* _WHAT YOU SHOULD DO_
Write out every entry exactly as given, but omit the pictures.

* _GIVEN DATA_
_ _ _

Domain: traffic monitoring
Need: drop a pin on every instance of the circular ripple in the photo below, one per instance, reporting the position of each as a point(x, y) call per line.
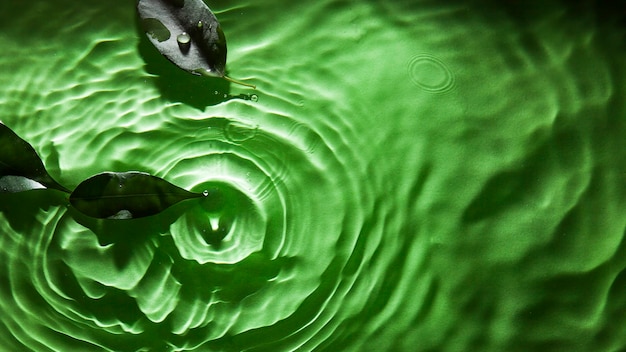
point(431, 74)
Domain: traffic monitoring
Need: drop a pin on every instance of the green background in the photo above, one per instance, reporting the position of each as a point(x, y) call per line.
point(410, 176)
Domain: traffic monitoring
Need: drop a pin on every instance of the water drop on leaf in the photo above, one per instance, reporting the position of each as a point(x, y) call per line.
point(206, 54)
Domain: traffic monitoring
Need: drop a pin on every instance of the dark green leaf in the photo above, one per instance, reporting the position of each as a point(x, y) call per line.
point(188, 34)
point(21, 169)
point(126, 195)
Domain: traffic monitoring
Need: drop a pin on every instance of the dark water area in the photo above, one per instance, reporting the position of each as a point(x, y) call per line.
point(406, 176)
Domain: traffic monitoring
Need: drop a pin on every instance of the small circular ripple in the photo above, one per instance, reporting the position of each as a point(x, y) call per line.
point(431, 74)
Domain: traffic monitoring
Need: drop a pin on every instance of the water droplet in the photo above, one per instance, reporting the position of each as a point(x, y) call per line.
point(431, 74)
point(183, 38)
point(184, 41)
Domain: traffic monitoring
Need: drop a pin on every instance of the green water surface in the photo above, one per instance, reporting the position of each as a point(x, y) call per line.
point(408, 176)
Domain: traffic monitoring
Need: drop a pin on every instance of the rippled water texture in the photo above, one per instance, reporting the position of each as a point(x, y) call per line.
point(410, 176)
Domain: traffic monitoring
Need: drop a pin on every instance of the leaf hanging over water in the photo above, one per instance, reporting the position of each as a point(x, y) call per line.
point(21, 169)
point(126, 195)
point(188, 34)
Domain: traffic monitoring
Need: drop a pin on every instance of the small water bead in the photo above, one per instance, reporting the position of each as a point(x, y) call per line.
point(184, 41)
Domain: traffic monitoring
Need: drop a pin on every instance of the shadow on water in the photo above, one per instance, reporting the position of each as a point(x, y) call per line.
point(21, 209)
point(127, 235)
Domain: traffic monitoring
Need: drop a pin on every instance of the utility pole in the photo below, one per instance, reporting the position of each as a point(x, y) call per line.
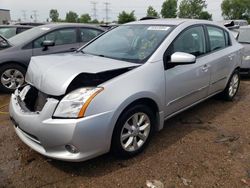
point(24, 15)
point(107, 11)
point(35, 15)
point(94, 10)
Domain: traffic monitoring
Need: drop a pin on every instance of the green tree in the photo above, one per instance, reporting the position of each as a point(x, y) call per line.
point(236, 9)
point(193, 9)
point(95, 21)
point(54, 15)
point(71, 17)
point(152, 12)
point(125, 17)
point(169, 9)
point(85, 18)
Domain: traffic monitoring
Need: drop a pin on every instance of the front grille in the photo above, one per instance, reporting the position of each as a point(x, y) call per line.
point(30, 136)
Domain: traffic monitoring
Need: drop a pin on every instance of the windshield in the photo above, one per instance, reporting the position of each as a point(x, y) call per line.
point(28, 35)
point(244, 36)
point(8, 32)
point(132, 43)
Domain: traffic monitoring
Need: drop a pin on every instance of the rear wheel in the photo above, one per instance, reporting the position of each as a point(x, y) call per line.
point(12, 77)
point(232, 86)
point(133, 131)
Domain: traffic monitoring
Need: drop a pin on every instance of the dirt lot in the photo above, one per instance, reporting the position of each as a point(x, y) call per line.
point(207, 146)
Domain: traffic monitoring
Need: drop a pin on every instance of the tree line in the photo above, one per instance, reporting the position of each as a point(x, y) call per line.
point(194, 9)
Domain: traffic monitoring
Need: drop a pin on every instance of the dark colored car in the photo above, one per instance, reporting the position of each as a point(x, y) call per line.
point(9, 31)
point(16, 52)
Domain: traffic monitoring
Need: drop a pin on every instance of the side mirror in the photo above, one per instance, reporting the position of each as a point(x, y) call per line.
point(4, 42)
point(181, 58)
point(47, 43)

_ _ _

* _COMPLETE OUTPUT_
Domain: traffic monitoring
Need: drop a pin on every instance of the circular ripple in the photo below, one per instance, reporting the position of each as a point(x, y) call per line.
point(431, 74)
Domain: traffic monitoring
Need: drop a pin on every instance of the green background in the photo above, one per instance, reporting the position of each as a point(x, y) call per line.
point(410, 176)
Domain: traffic monitoring
Need: drop a pin on every instance of the water drop on leaf in the photo above, one per instance, reporting the position of each as a point(x, y) call per line.
point(206, 54)
Domain: traffic monitoring
Need: drop a pin on every instance of the dark green leaf in the photo above, one per instance, reporting the position of each as a point(x, y) call per line.
point(188, 34)
point(21, 169)
point(126, 195)
Domain: traffic monitoring
Need: drop a pin on every instance of the dark water area in the photo above, one per instance, reporting the position of each as a point(x, y) call per line.
point(406, 176)
Domain: traffic monitoring
Need: drop a pin on every instance of the small circular ripple in the photo above, one per instance, reporting the position of each as a point(x, y) call per line.
point(431, 74)
Domain: traffic monitoring
Need: drop a pin on every instance of the water droplet in the photo above, one per instance, reporting the position of each as a point(x, y) call per line.
point(431, 74)
point(183, 38)
point(184, 41)
Domain: traffic monitoring
Need: drop a pin on every instance of the green water surface in the photo above, one per instance, reporting the position of each as a point(x, y) call per line.
point(408, 176)
Domain: traffic monitoring
Need: drop a pin on every instance of the rippled water texture in the photo above, one per instance, reporting the position of each as a point(x, y) call per line.
point(410, 176)
Domain: traffic monitoring
Need: drop a pin on every instance of the leaf hanging over water in the photo above, one per instance, reporting the position of each as a point(x, y) call per line.
point(21, 169)
point(126, 195)
point(188, 34)
Domain: traffic monitoring
Need: drop a pin on every instance of the small water bead in the photo above, one per instance, reporting the position of each as a point(x, y) call per line.
point(184, 41)
Domain: traffic monitoring
Need: drop a pin on every instance of the shadow on water in the photo above, one per instance, reporting the position of each as a point(x, y) call per line.
point(21, 209)
point(127, 235)
Domain: traffic monitoring
Need: drop a pin on every instance of the utility pole in the photo below, one per instance, reporting the position of each as a point(x, y) call per line.
point(24, 15)
point(107, 11)
point(35, 15)
point(94, 10)
Domain: traffic monitoring
Need: drop a pin on every instance of the green tree in the photo above, one per instance, reporting the position of each as a point(x, y) call per line.
point(236, 9)
point(193, 9)
point(95, 21)
point(54, 15)
point(71, 17)
point(152, 12)
point(125, 17)
point(169, 9)
point(85, 18)
Domain: traffic monitoring
Need: drop a pin on every instance of the front grille in the photo above, one per instance, reporting the position of each as a point(x, y) call per line.
point(30, 136)
Domain: traffic monitoring
Need: drop a pin on every instance of the windshield in the photo above, one per instance, reporting the position of each as a point(x, y) call per line.
point(28, 35)
point(244, 36)
point(8, 32)
point(132, 43)
Domain: traffic monitoring
Need: drop a pin on every instance of the rear wheel in the photo above, one per instance, reporting the position of each as a point(x, y) call per line.
point(12, 77)
point(232, 86)
point(133, 131)
Domain: traffic monitoring
Need: drop a pin on every instance of the dirt lot in the photo above, one per instance, reporting the position of each as a point(x, y) call per line.
point(207, 146)
Domain: traffic monitoring
Need: drop a pin on every instance of the tree line in the photo above, one per instance, reporting the position of each as a point(x, y) call per line.
point(194, 9)
Domain: traffic monitoring
Need: drop a pin on every instance of the dark colored car in the photo above, one per instance, reporting the position of each as a point(x, y) call per line.
point(9, 31)
point(16, 52)
Domain: traffic monitoring
Need: drop a pin on every instance of the side mirror in the photo above, one per instance, reporting the position of each as a point(x, y) call per line.
point(4, 42)
point(181, 58)
point(47, 43)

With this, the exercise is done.